# [TO DO]
The expected response consists solely of the lines from the line with "box: [847, 480, 914, 588]" through the last line of the material below, copied exactly.

____

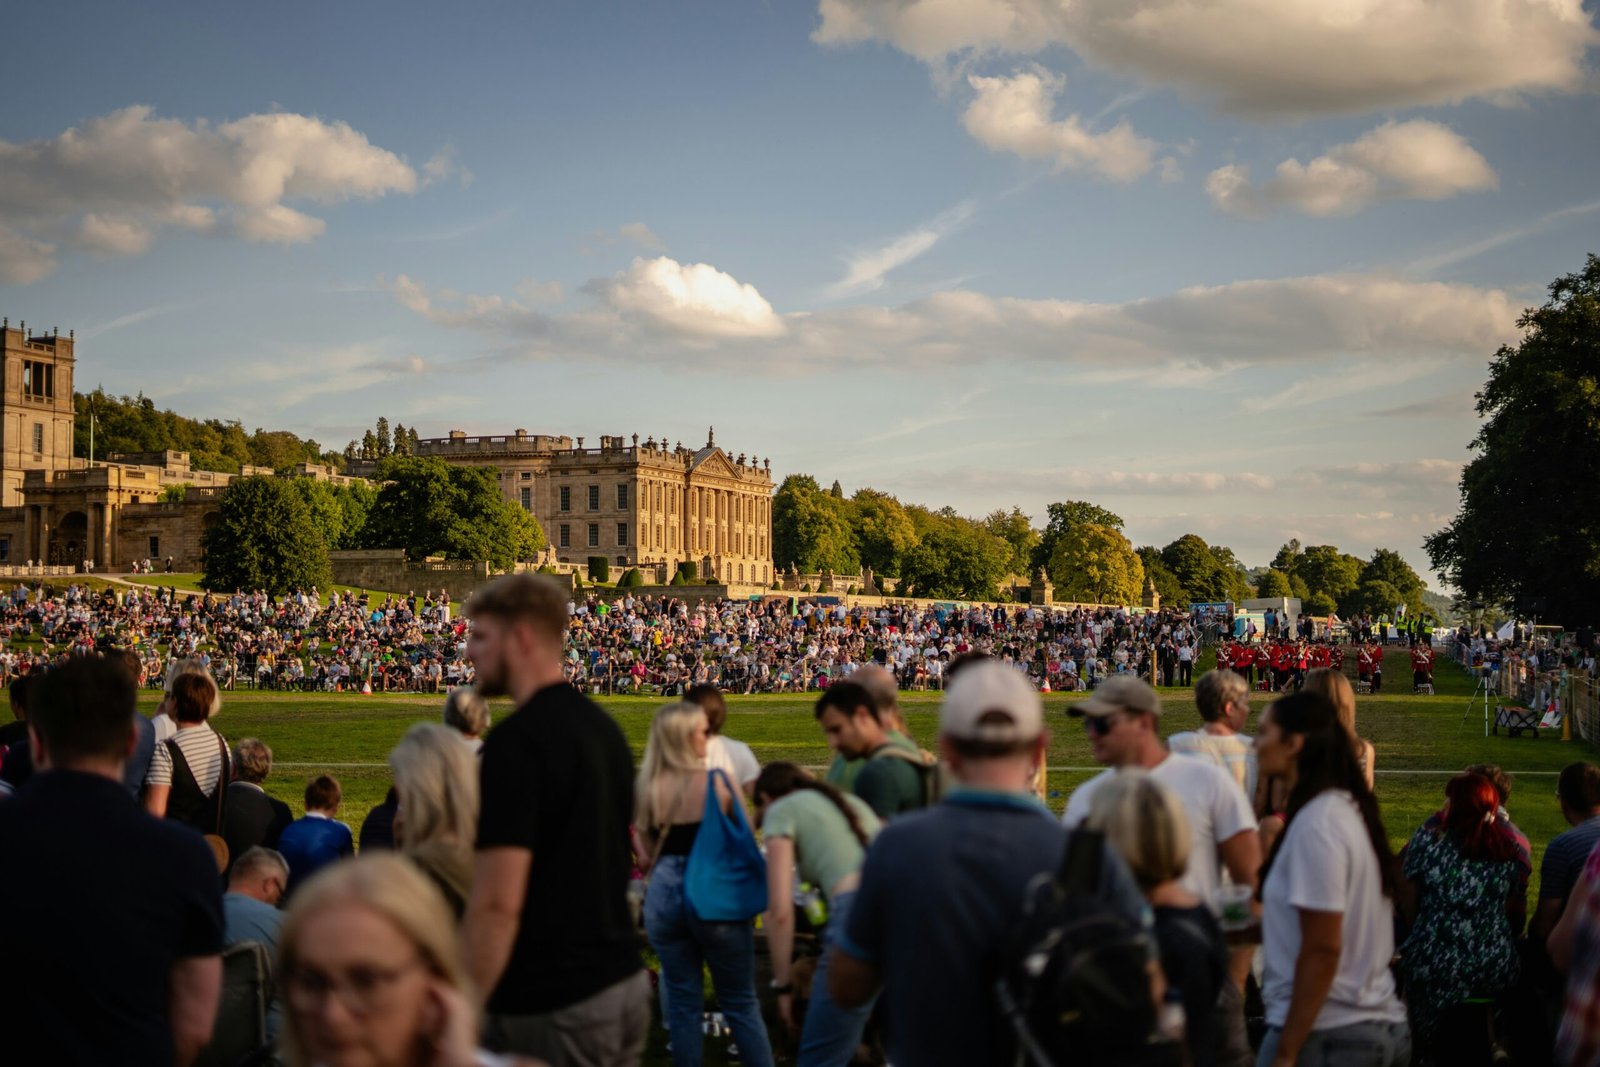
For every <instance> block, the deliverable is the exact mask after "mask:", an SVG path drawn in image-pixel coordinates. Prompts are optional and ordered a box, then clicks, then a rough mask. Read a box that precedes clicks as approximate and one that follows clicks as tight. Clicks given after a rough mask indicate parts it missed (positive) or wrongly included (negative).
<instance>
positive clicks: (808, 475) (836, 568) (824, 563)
mask: <svg viewBox="0 0 1600 1067" xmlns="http://www.w3.org/2000/svg"><path fill="white" fill-rule="evenodd" d="M848 512H850V502H848V501H840V499H835V498H834V496H830V494H827V493H822V491H821V490H819V488H818V483H816V478H813V477H811V475H803V474H802V475H789V477H787V478H784V482H782V485H779V486H778V493H776V494H773V563H774V565H778V566H779V568H787V566H789V565H794V566H795V568H797V569H800V571H806V573H811V571H821V569H824V568H826V569H832V571H835V573H846V574H848V573H851V571H858V569H859V568H861V557H859V553H858V549H856V534H854V530H851V523H850V514H848Z"/></svg>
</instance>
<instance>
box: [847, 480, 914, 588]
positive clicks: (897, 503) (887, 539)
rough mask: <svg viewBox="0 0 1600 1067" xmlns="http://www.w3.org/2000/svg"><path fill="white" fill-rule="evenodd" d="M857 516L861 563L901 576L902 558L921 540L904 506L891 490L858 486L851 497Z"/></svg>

____

# [EXPECTED ANSWER]
box: [847, 480, 914, 588]
positive clicks: (897, 503) (887, 539)
rough mask: <svg viewBox="0 0 1600 1067" xmlns="http://www.w3.org/2000/svg"><path fill="white" fill-rule="evenodd" d="M857 516L861 563L901 576L902 558L921 540L904 506L891 490L858 486L851 497Z"/></svg>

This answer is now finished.